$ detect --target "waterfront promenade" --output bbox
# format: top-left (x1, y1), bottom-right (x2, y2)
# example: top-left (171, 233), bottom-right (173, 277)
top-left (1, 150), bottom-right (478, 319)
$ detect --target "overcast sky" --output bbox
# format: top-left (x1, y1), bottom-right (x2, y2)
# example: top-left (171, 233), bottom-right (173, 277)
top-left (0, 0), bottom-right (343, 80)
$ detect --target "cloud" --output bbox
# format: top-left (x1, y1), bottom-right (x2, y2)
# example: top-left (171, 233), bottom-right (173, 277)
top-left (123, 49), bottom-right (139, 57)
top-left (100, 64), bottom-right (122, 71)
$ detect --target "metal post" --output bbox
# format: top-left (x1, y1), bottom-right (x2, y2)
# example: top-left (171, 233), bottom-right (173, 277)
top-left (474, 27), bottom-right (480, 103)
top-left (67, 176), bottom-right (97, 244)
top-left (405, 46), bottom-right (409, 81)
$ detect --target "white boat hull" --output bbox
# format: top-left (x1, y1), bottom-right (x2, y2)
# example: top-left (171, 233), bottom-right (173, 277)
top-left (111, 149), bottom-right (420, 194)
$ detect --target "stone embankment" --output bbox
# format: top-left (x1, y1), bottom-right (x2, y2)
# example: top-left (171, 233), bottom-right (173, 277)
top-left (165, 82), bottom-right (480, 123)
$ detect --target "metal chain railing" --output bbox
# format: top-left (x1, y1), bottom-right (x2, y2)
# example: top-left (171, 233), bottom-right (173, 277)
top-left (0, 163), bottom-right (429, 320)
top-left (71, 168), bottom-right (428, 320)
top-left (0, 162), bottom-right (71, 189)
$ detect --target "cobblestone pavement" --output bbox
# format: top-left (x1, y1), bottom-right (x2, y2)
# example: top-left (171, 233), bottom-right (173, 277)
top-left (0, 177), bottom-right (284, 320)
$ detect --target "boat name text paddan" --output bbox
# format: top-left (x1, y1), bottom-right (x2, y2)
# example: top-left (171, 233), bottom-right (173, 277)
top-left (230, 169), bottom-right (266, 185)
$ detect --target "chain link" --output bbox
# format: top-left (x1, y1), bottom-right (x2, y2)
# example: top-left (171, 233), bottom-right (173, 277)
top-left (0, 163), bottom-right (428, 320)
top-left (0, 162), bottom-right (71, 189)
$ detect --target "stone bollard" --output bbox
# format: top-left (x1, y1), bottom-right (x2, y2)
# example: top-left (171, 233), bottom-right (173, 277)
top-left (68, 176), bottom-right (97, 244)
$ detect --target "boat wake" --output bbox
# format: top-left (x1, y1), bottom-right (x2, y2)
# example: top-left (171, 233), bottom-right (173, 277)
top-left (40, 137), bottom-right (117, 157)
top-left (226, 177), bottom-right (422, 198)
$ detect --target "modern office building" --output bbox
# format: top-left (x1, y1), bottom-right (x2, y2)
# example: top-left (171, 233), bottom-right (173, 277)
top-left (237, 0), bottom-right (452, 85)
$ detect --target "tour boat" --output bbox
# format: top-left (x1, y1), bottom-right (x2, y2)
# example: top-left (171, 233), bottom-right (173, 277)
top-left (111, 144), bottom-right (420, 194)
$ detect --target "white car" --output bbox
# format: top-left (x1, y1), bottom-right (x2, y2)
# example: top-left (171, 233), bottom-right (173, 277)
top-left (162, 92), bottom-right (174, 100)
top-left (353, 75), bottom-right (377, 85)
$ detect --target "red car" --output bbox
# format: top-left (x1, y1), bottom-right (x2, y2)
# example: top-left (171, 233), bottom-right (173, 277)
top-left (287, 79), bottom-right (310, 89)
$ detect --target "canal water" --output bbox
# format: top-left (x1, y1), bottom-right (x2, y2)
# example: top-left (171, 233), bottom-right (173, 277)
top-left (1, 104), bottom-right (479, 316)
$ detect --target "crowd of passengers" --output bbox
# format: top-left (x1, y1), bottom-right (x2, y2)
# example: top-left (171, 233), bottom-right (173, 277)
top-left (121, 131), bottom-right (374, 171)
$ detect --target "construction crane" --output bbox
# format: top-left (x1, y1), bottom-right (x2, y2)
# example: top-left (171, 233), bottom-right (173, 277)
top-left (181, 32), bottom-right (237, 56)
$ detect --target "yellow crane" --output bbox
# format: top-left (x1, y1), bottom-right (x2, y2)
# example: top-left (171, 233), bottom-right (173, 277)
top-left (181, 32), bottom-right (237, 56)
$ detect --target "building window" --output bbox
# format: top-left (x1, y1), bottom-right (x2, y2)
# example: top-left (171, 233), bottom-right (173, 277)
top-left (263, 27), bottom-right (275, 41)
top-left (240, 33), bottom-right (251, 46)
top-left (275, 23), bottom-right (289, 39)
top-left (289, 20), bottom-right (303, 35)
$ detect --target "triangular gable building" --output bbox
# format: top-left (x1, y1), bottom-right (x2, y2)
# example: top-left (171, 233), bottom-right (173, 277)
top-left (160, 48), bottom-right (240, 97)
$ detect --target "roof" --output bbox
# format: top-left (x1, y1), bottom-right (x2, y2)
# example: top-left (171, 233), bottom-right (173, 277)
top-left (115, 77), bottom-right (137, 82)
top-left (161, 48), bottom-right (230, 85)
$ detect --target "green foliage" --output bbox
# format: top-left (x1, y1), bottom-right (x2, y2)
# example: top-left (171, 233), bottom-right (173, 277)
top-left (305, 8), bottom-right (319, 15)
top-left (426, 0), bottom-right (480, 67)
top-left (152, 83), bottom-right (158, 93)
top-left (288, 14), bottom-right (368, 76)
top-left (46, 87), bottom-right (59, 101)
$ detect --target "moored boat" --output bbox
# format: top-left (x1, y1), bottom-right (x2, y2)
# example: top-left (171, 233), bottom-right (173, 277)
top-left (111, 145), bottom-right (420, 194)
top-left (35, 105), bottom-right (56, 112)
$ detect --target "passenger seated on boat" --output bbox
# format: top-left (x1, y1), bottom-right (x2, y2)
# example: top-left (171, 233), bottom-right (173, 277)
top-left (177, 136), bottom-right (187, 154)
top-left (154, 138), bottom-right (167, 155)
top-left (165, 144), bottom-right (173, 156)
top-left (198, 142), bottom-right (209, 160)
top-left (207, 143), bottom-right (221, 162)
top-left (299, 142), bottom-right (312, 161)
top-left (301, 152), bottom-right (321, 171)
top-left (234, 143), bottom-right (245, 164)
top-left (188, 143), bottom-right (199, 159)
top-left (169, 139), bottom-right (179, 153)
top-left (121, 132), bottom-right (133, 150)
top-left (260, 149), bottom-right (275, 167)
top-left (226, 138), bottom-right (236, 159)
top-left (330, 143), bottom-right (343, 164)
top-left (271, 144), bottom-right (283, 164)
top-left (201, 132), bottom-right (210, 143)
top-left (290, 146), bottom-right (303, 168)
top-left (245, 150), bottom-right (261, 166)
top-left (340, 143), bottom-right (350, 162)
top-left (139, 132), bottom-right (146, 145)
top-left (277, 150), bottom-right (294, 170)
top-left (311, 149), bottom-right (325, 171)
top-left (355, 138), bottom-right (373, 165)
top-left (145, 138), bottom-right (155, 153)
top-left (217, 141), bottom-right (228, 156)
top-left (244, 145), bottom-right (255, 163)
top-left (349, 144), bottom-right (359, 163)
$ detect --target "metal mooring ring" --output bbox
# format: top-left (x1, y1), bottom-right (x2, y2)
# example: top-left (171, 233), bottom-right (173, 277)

TASK TO CARRY OUT
Transcribe each entry verbatim, leaving none out.

EXERCISE ANSWER
$ detect --target "waterfront promenade" --output bbox
# format: top-left (x1, y1), bottom-right (x2, y2)
# example: top-left (171, 233), bottom-right (173, 277)
top-left (1, 150), bottom-right (478, 319)
$ detect --target "overcast sky" --output bbox
# format: top-left (x1, y1), bottom-right (x2, y2)
# example: top-left (171, 233), bottom-right (173, 277)
top-left (0, 0), bottom-right (343, 80)
$ detect --target "cloud" --output bbox
# format: top-left (x1, y1), bottom-right (x2, y2)
# example: top-left (171, 233), bottom-right (173, 277)
top-left (123, 49), bottom-right (139, 57)
top-left (100, 64), bottom-right (122, 71)
$ detect --target "metal post" --output bbox
# format: top-left (x1, y1), bottom-right (x2, y2)
# example: top-left (171, 233), bottom-right (173, 277)
top-left (474, 27), bottom-right (480, 103)
top-left (67, 176), bottom-right (97, 244)
top-left (405, 46), bottom-right (409, 81)
$ detect --target "white boat hull" --output bbox
# format: top-left (x1, y1), bottom-right (x2, y2)
# example: top-left (171, 233), bottom-right (173, 277)
top-left (111, 149), bottom-right (420, 194)
$ detect --target "stone embankment" --output bbox
# format: top-left (x1, y1), bottom-right (x2, y2)
# example: top-left (171, 233), bottom-right (173, 277)
top-left (165, 82), bottom-right (480, 123)
$ detect --target "metal chain railing" --output bbox
# format: top-left (x1, y1), bottom-right (x2, y2)
# example: top-left (171, 233), bottom-right (173, 277)
top-left (0, 163), bottom-right (429, 320)
top-left (71, 168), bottom-right (428, 320)
top-left (0, 162), bottom-right (71, 189)
$ detect --target "cobblestone pavement" --output bbox
# format: top-left (x1, y1), bottom-right (x2, y2)
# example: top-left (171, 233), bottom-right (173, 277)
top-left (0, 177), bottom-right (284, 320)
$ detect --target "boat name text paddan" --output bbox
# format: top-left (x1, y1), bottom-right (x2, y2)
# example: top-left (171, 233), bottom-right (173, 277)
top-left (230, 169), bottom-right (266, 185)
$ detect --target "chain link" --output bbox
# format: top-left (x1, y1), bottom-right (x2, y2)
# example: top-left (171, 233), bottom-right (173, 277)
top-left (0, 163), bottom-right (428, 320)
top-left (0, 162), bottom-right (71, 189)
$ detect --target "stone bollard" --output bbox
# format: top-left (x1, y1), bottom-right (x2, y2)
# example: top-left (171, 233), bottom-right (173, 277)
top-left (68, 176), bottom-right (97, 244)
$ detect --target "boat wake" --output bbox
# format: top-left (x1, y1), bottom-right (x2, y2)
# example: top-left (171, 233), bottom-right (173, 277)
top-left (40, 137), bottom-right (117, 157)
top-left (226, 177), bottom-right (422, 198)
$ detect --target "modern office building" --output bbox
# format: top-left (x1, y1), bottom-right (x2, y2)
# example: top-left (171, 233), bottom-right (173, 277)
top-left (237, 0), bottom-right (452, 85)
$ detect --target "tour boat" --output bbox
# format: top-left (x1, y1), bottom-right (x2, y2)
# example: top-left (171, 233), bottom-right (173, 277)
top-left (111, 144), bottom-right (420, 194)
$ detect --target "white car" --output bbox
# format: top-left (x1, y1), bottom-right (x2, y2)
# example: top-left (171, 233), bottom-right (173, 277)
top-left (162, 92), bottom-right (174, 100)
top-left (353, 75), bottom-right (377, 85)
$ detect --target "red car" --output bbox
# format: top-left (x1, y1), bottom-right (x2, y2)
# example: top-left (171, 233), bottom-right (173, 277)
top-left (287, 79), bottom-right (310, 89)
$ detect --target "canal water" --output bbox
# format: top-left (x1, y1), bottom-right (x2, y2)
# example: top-left (171, 233), bottom-right (173, 277)
top-left (1, 104), bottom-right (479, 316)
$ detect --target "crowd of passengers" --output bbox
# format: top-left (x1, y1), bottom-right (x2, y2)
# example: top-left (171, 233), bottom-right (173, 277)
top-left (121, 131), bottom-right (374, 171)
$ detect --target "construction crane" --output bbox
# format: top-left (x1, y1), bottom-right (x2, y2)
# example: top-left (171, 233), bottom-right (173, 277)
top-left (181, 32), bottom-right (237, 56)
$ detect --target "yellow crane" --output bbox
# format: top-left (x1, y1), bottom-right (x2, y2)
# example: top-left (171, 233), bottom-right (173, 277)
top-left (181, 32), bottom-right (237, 56)
$ detect --target "building window" --output bbox
# format: top-left (x1, y1), bottom-right (x2, y2)
# example: top-left (171, 233), bottom-right (173, 277)
top-left (263, 27), bottom-right (275, 41)
top-left (240, 33), bottom-right (251, 46)
top-left (275, 23), bottom-right (289, 39)
top-left (289, 20), bottom-right (303, 35)
$ detect --target "triangular gable building" --output bbox
# format: top-left (x1, y1), bottom-right (x2, y2)
# example: top-left (171, 233), bottom-right (173, 277)
top-left (160, 48), bottom-right (240, 97)
$ detect --target "roof" --output bbox
# format: top-left (x1, y1), bottom-right (x2, y2)
# example: top-left (171, 233), bottom-right (173, 277)
top-left (115, 77), bottom-right (137, 82)
top-left (161, 48), bottom-right (230, 85)
$ detect --target "green foliage" --output bbox
# format: top-left (x1, y1), bottom-right (x2, y2)
# example: top-left (171, 233), bottom-right (173, 277)
top-left (305, 8), bottom-right (319, 15)
top-left (426, 0), bottom-right (480, 67)
top-left (152, 83), bottom-right (158, 93)
top-left (288, 14), bottom-right (368, 76)
top-left (46, 87), bottom-right (59, 101)
$ detect --target "moored boat" --output bbox
# format: top-left (x1, y1), bottom-right (x2, y2)
# example: top-left (171, 233), bottom-right (173, 277)
top-left (111, 145), bottom-right (420, 194)
top-left (35, 105), bottom-right (56, 112)
$ detect --target "passenger seated on boat" --output bbox
# format: top-left (x1, y1), bottom-right (x2, y2)
# example: top-left (171, 233), bottom-right (173, 277)
top-left (177, 136), bottom-right (187, 154)
top-left (154, 138), bottom-right (167, 155)
top-left (165, 144), bottom-right (173, 156)
top-left (198, 142), bottom-right (209, 160)
top-left (207, 143), bottom-right (221, 162)
top-left (299, 142), bottom-right (312, 161)
top-left (301, 152), bottom-right (321, 171)
top-left (234, 143), bottom-right (245, 164)
top-left (188, 143), bottom-right (199, 159)
top-left (169, 139), bottom-right (179, 153)
top-left (121, 132), bottom-right (133, 150)
top-left (260, 149), bottom-right (275, 167)
top-left (226, 138), bottom-right (236, 159)
top-left (330, 143), bottom-right (343, 164)
top-left (271, 144), bottom-right (283, 164)
top-left (201, 132), bottom-right (210, 143)
top-left (290, 146), bottom-right (303, 168)
top-left (245, 150), bottom-right (261, 166)
top-left (340, 143), bottom-right (350, 162)
top-left (139, 132), bottom-right (146, 145)
top-left (277, 150), bottom-right (294, 170)
top-left (311, 149), bottom-right (325, 171)
top-left (355, 138), bottom-right (373, 165)
top-left (145, 138), bottom-right (155, 153)
top-left (217, 141), bottom-right (228, 156)
top-left (244, 145), bottom-right (255, 163)
top-left (349, 144), bottom-right (359, 163)
$ detect --target "metal mooring ring" --output bbox
# format: top-left (x1, y1), bottom-right (x2, y2)
# example: top-left (171, 233), bottom-right (173, 277)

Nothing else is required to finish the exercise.